→ AIM
Tally the lines of the records below that contain the string "tablecloth", and reply with the number only.

→ DATA TO PROCESS
· · · · ·

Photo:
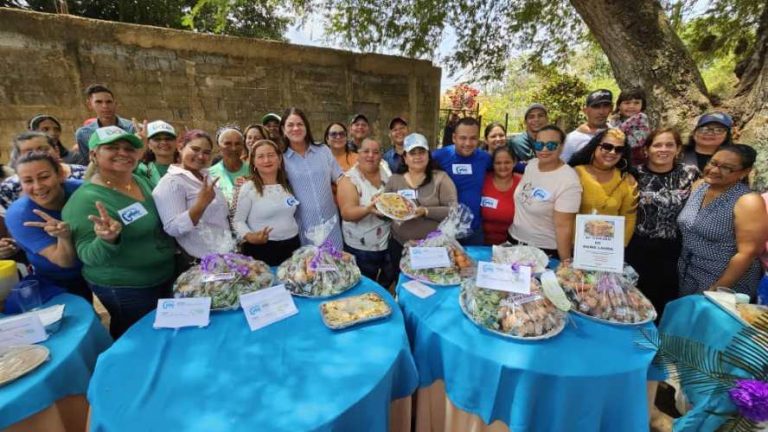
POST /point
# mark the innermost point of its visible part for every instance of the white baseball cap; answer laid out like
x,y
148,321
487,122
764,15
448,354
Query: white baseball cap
x,y
160,126
415,140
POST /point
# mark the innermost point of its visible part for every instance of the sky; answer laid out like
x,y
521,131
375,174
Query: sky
x,y
311,33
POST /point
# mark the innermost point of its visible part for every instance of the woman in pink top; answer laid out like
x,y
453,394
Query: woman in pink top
x,y
497,205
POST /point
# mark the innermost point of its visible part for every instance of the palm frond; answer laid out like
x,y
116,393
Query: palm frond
x,y
696,365
748,351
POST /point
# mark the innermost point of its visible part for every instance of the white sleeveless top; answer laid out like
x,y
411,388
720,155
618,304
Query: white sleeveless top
x,y
370,233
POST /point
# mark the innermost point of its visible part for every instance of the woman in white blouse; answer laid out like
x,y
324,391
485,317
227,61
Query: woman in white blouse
x,y
366,234
264,218
191,206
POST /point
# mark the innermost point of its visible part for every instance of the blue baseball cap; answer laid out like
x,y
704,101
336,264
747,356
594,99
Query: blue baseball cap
x,y
715,117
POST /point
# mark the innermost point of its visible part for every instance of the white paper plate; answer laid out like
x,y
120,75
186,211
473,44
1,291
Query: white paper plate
x,y
18,361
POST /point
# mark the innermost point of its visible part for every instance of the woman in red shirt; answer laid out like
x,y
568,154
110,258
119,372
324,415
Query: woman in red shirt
x,y
497,205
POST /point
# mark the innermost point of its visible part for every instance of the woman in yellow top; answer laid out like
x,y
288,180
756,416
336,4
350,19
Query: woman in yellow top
x,y
605,171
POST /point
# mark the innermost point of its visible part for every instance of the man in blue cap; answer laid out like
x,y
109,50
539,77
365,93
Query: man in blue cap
x,y
466,165
712,131
598,107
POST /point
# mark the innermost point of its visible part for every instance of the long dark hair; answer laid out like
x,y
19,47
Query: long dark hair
x,y
429,172
290,111
586,154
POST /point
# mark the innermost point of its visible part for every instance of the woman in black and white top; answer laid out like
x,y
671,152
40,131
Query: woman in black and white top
x,y
663,184
264,218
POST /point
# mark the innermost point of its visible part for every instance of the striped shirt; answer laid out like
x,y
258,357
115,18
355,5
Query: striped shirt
x,y
311,176
174,196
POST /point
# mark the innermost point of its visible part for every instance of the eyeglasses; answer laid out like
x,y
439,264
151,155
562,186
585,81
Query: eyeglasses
x,y
713,130
724,169
550,145
610,148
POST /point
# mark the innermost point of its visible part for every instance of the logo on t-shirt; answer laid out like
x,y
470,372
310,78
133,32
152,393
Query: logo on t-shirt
x,y
489,202
132,213
291,201
462,169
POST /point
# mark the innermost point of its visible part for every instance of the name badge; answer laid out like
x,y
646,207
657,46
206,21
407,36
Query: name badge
x,y
291,201
132,213
539,194
489,202
462,169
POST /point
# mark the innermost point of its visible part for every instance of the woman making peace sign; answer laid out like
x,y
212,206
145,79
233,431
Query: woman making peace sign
x,y
33,220
191,206
127,257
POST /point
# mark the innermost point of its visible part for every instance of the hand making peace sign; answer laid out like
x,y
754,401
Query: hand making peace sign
x,y
51,225
104,226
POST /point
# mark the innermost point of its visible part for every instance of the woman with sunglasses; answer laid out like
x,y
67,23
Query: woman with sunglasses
x,y
605,171
547,198
664,185
497,204
336,139
724,226
713,130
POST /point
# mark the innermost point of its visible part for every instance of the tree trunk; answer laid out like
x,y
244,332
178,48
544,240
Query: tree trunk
x,y
644,51
750,103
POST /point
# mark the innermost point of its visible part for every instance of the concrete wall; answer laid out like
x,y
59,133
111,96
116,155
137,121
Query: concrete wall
x,y
195,80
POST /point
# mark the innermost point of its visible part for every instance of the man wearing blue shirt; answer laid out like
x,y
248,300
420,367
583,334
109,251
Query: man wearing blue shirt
x,y
467,166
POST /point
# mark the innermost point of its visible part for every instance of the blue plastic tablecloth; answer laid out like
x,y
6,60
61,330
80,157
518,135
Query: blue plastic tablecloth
x,y
293,375
74,348
591,377
695,317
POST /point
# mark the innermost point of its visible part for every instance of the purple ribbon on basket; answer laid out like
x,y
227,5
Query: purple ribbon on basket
x,y
751,397
209,263
433,234
326,248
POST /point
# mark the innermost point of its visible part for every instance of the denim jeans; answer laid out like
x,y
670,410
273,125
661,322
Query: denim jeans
x,y
376,265
126,305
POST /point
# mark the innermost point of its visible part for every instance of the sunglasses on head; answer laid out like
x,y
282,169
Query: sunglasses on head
x,y
610,148
550,145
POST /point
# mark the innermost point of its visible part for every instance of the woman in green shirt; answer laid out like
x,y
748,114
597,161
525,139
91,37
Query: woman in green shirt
x,y
127,257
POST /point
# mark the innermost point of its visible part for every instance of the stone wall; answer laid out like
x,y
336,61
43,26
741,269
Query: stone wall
x,y
196,80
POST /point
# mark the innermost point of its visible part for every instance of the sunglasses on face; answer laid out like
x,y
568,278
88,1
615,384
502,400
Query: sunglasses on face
x,y
713,130
610,148
724,169
549,145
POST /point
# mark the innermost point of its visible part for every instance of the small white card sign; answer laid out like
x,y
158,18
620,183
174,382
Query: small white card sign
x,y
22,330
429,257
599,243
183,312
267,306
501,277
418,289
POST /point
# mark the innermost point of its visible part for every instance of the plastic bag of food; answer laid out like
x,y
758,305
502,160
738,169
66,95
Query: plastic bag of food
x,y
610,297
455,225
319,270
223,277
521,316
521,255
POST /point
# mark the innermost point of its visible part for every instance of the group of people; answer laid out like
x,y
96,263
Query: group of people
x,y
152,201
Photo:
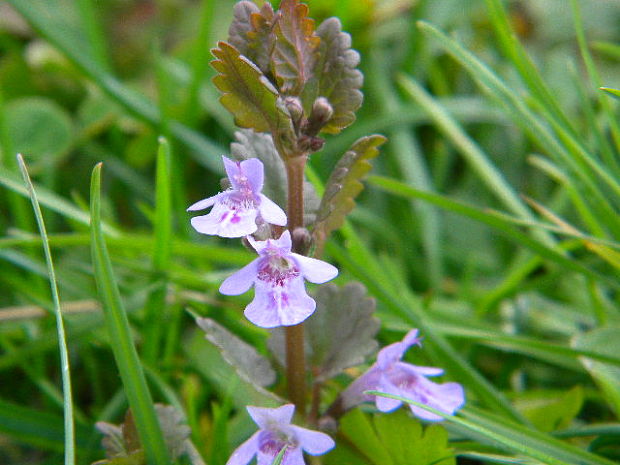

· · · · ·

→ SOLUTION TO THIS PROBLEM
2